## ORDEN DE TRABAJO
Devuelve, por favor, todas las líneas de los registros siguientes que contengan la palabra "positive".

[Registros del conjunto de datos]
◇ ◇ ◇ ◇ ◇
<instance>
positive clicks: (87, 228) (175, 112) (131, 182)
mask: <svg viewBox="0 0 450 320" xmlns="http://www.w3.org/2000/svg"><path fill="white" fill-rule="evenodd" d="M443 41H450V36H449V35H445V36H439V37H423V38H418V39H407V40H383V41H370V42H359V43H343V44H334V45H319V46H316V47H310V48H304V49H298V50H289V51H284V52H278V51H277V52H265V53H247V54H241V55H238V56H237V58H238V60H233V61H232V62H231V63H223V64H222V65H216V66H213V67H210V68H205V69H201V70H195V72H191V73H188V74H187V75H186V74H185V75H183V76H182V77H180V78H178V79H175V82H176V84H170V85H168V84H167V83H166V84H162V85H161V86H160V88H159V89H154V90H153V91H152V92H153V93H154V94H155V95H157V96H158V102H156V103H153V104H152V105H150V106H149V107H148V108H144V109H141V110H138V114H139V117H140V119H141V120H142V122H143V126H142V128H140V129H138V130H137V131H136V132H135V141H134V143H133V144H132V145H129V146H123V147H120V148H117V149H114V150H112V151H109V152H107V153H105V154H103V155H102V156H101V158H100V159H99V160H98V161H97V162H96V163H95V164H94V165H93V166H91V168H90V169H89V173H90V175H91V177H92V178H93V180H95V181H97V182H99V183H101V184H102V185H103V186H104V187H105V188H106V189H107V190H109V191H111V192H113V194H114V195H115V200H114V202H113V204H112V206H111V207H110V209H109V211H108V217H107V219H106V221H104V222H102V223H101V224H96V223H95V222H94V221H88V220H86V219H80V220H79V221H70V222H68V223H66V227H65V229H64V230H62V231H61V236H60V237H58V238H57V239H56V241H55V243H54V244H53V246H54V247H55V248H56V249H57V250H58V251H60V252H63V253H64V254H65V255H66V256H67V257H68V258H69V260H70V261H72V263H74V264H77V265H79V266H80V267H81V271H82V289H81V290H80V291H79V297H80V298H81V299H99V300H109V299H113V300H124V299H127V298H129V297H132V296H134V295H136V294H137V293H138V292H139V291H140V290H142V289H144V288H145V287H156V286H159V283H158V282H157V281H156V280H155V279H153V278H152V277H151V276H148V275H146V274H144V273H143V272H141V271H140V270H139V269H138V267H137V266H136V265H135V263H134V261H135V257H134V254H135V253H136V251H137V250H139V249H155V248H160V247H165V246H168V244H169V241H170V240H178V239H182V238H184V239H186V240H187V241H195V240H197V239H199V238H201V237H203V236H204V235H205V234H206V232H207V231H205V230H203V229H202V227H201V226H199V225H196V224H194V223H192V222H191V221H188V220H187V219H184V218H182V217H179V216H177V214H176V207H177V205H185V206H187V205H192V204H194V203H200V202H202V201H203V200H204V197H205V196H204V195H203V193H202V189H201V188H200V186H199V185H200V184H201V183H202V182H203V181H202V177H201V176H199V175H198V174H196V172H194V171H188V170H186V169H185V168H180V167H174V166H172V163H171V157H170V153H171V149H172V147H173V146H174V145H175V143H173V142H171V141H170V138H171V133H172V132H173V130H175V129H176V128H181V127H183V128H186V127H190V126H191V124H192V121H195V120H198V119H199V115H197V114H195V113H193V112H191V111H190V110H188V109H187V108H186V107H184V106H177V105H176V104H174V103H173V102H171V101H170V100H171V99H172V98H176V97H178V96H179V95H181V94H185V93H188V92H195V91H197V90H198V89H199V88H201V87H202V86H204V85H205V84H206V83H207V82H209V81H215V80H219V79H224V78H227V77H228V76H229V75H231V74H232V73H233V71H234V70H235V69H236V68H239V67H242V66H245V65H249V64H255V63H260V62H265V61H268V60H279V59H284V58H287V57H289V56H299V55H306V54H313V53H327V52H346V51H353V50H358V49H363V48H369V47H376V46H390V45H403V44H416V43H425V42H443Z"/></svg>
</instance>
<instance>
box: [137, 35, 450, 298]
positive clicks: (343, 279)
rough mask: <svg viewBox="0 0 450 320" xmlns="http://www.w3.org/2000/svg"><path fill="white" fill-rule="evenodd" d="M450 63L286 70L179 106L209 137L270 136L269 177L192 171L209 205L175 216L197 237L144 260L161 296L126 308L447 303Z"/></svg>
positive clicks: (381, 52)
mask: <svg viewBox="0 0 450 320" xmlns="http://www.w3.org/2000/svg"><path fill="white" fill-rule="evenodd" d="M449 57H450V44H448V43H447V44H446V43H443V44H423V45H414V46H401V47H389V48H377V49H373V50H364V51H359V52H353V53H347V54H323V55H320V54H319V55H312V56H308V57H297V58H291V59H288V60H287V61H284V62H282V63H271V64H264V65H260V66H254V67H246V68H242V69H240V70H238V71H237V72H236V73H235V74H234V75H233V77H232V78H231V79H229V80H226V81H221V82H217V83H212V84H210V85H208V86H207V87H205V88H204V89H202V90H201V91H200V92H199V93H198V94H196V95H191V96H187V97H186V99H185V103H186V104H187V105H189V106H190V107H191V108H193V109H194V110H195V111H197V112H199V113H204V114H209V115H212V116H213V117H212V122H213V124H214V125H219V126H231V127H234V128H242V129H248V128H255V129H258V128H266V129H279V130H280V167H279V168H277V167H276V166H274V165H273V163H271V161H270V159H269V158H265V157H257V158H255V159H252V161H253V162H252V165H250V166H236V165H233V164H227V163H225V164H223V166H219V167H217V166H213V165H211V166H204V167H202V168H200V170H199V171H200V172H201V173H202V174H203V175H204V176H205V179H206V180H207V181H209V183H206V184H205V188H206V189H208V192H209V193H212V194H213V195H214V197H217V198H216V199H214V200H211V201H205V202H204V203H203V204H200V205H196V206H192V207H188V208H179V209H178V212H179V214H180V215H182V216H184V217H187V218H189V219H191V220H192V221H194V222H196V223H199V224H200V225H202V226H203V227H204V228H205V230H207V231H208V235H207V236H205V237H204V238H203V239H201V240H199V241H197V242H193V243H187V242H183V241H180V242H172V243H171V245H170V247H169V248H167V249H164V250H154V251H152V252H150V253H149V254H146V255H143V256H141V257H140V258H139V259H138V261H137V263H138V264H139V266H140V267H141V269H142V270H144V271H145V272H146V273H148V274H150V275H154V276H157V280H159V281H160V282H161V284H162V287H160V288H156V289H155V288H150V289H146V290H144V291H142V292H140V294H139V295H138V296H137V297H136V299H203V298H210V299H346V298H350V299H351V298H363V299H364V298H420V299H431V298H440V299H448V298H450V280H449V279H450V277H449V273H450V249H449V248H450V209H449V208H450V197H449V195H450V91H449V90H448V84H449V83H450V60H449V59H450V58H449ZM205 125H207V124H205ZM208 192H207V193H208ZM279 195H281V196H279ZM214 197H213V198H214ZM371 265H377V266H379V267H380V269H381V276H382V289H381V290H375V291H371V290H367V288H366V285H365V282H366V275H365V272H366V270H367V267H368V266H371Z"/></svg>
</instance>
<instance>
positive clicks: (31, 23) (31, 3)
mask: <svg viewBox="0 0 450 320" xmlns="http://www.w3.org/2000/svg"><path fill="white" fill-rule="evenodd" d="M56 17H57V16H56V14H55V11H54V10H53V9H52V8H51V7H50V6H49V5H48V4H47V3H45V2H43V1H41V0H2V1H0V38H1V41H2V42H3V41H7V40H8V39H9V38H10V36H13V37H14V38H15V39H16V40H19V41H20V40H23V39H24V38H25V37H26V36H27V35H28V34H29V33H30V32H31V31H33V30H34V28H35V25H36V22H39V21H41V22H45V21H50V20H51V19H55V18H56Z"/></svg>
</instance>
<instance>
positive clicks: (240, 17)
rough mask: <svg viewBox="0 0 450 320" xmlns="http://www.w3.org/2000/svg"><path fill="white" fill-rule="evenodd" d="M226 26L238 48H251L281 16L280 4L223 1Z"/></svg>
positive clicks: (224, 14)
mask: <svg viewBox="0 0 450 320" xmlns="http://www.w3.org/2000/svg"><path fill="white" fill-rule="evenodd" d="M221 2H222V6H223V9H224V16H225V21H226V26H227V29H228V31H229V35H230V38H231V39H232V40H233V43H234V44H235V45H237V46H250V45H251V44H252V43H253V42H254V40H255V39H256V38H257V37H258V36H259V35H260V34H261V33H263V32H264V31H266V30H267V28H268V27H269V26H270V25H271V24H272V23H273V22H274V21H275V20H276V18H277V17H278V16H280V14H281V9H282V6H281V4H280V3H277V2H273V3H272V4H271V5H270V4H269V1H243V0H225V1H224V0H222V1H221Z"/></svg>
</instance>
◇ ◇ ◇ ◇ ◇
## RESULTADO
positive clicks: (87, 228) (175, 112) (131, 182)
positive clicks: (343, 279)
positive clicks: (381, 52)
positive clicks: (31, 23) (31, 3)
positive clicks: (240, 17)
positive clicks: (224, 14)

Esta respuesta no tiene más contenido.